* [Given exercise]: Extract every record, exactly as written, and ignore the pictures.

* [Given records]:

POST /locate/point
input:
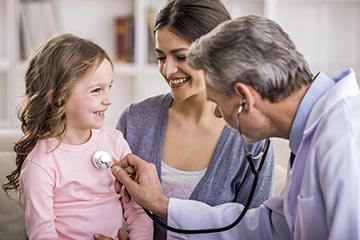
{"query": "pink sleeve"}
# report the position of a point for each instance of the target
(139, 225)
(37, 197)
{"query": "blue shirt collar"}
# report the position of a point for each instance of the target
(320, 85)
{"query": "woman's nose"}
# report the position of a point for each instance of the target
(169, 68)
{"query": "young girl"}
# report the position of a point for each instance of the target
(65, 196)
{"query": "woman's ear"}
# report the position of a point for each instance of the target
(50, 97)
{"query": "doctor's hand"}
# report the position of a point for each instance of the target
(141, 181)
(121, 236)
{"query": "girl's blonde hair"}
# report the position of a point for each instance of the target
(53, 70)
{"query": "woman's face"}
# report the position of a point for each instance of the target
(171, 53)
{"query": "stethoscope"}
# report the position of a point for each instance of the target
(102, 160)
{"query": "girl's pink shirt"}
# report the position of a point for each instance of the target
(66, 197)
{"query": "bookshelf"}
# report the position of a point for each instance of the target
(321, 30)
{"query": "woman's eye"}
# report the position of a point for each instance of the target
(181, 58)
(97, 90)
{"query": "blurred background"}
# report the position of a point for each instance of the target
(327, 32)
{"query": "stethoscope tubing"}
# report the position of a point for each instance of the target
(256, 173)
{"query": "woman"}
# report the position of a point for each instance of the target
(196, 154)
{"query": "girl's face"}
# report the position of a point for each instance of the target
(171, 53)
(90, 98)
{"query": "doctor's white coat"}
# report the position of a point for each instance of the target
(321, 198)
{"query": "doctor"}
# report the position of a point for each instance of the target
(264, 88)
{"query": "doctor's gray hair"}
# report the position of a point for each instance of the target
(255, 51)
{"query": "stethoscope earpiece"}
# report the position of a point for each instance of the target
(102, 160)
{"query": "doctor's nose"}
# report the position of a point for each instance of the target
(169, 68)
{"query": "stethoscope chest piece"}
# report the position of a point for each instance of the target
(102, 160)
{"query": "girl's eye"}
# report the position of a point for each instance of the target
(161, 59)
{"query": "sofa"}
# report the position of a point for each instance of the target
(12, 225)
(12, 215)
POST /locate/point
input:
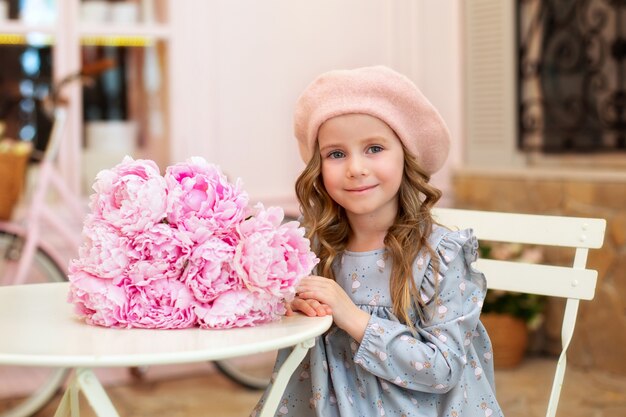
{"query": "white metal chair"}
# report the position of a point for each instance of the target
(573, 283)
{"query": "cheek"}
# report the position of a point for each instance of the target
(329, 178)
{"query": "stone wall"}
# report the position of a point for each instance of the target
(600, 336)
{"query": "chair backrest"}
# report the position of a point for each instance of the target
(573, 283)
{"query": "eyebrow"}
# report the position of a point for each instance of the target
(380, 139)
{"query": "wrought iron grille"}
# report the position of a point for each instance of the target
(572, 75)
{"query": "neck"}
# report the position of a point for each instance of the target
(367, 234)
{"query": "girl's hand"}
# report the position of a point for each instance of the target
(346, 314)
(309, 307)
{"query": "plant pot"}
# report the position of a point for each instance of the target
(509, 339)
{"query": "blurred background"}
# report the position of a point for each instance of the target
(533, 91)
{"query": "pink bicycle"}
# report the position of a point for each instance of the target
(32, 253)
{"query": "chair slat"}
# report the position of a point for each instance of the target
(527, 228)
(548, 280)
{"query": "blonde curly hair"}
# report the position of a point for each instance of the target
(327, 227)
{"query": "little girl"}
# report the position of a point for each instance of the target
(406, 340)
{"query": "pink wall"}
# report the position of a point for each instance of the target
(238, 67)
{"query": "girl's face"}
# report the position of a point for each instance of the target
(362, 165)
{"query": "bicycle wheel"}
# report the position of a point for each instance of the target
(44, 268)
(28, 388)
(252, 372)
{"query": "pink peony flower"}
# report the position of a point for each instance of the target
(240, 308)
(209, 272)
(202, 201)
(98, 301)
(160, 304)
(132, 196)
(159, 253)
(176, 252)
(272, 257)
(104, 252)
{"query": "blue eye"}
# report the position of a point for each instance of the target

* [Complete response]:
POST /locate/point
input:
{"query": "pink sleeve"}
# report the position of a point for each instance of the target
(139, 225)
(37, 197)
{"query": "blue shirt collar"}
# report the position of a point for each instance of the target
(320, 85)
{"query": "woman's nose"}
# report the position of a point for each instance of the target
(169, 68)
{"query": "young girl"}
# report the position of a point for each instance of the target
(65, 196)
{"query": "woman's ear"}
# report the position of a point for each instance of the target
(50, 97)
{"query": "doctor's hand"}
# report the position of a point for each instance of the target
(141, 181)
(121, 236)
{"query": "girl's blonde hair"}
# report the position of a point for each instance of the target
(53, 70)
{"query": "woman's face"}
# report the position of a point for each instance of the target
(171, 53)
{"query": "stethoscope"}
# report the position of a point for each instance of the target
(102, 160)
{"query": "girl's pink shirt"}
# report the position of a point for each instance of the target
(66, 197)
{"query": "bookshelf"}
# report the position of a point for each instance of the target
(321, 30)
{"query": "woman's eye"}
# report the position of a point for each instance of the target
(181, 58)
(97, 90)
{"query": "blurred background"}
# report the position of a point for each instance of the target
(327, 32)
{"query": "stethoscope tubing"}
# report the position of a point for each instance of the target
(256, 173)
{"query": "woman"}
# report the position of a point for each instance of the target
(196, 154)
{"query": "girl's face"}
# report the position of a point for each instance of the target
(171, 53)
(90, 98)
{"query": "doctor's white coat"}
# report the position of a point for each instance of the target
(321, 198)
{"query": "doctor"}
# report the position of a point for each instance of the target
(264, 88)
{"query": "doctor's gray hair"}
# report the position of a point for each instance of the target
(255, 51)
{"query": "stethoscope earpiece"}
# report the position of a point for each instance of the target
(102, 160)
{"query": "doctor's nose"}
# report the position of a point for each instance of the target
(169, 68)
{"query": "stethoscope chest piece"}
# report the position of a point for each instance of the target
(102, 160)
{"query": "girl's eye"}
# report the position of a point for each instance of the target
(161, 59)
{"query": "sofa"}
# report the position of a point for each instance of the target
(12, 225)
(12, 215)
POST /locate/point
input:
{"query": "white metal chair"}
# report the position of a point for each instance of the target
(573, 283)
{"query": "cheek"}
# report the position of a point for each instance of the target
(329, 178)
{"query": "stone wall"}
# report the position of a point for each instance of the target
(600, 336)
{"query": "chair backrest"}
# report the position of a point for each instance of the target
(573, 283)
{"query": "eyebrow"}
# report the position of a point for each instance of the target
(380, 139)
{"query": "wrought iron grille"}
# report the position of a point for each instance of the target
(572, 75)
{"query": "neck"}
# report the position of a point for each instance of the target
(367, 234)
{"query": "girl's hand"}
# report the position of a point for each instance of the target
(346, 314)
(309, 307)
{"query": "plant pot"}
# report the position of a point for each instance of the target
(509, 339)
{"query": "blurred background"}
# report the position of a point for each instance of the target
(533, 91)
{"query": "pink bicycle"}
# report the position of a point for each instance of the target
(32, 253)
{"query": "chair slat"}
# report the position of a point for each instance of the target
(527, 228)
(548, 280)
{"query": "blonde curly hair"}
# report the position of a point for each instance of the target
(327, 227)
{"query": "little girl"}
# report the position of a point for each instance of the target
(406, 340)
{"query": "pink wall"}
# report the position of a point for each instance of the target
(238, 67)
{"query": "girl's face"}
# report the position of a point for each instance of the target
(362, 165)
{"query": "bicycle wheel"}
# report the position of a point for each instance of the target
(44, 268)
(28, 388)
(252, 372)
{"query": "pink peony flower"}
# report the position of a point for each instance of the target
(240, 308)
(209, 272)
(202, 201)
(98, 301)
(160, 304)
(132, 196)
(159, 253)
(176, 252)
(272, 257)
(104, 252)
{"query": "blue eye"}
# report the position of a point for each instance of the target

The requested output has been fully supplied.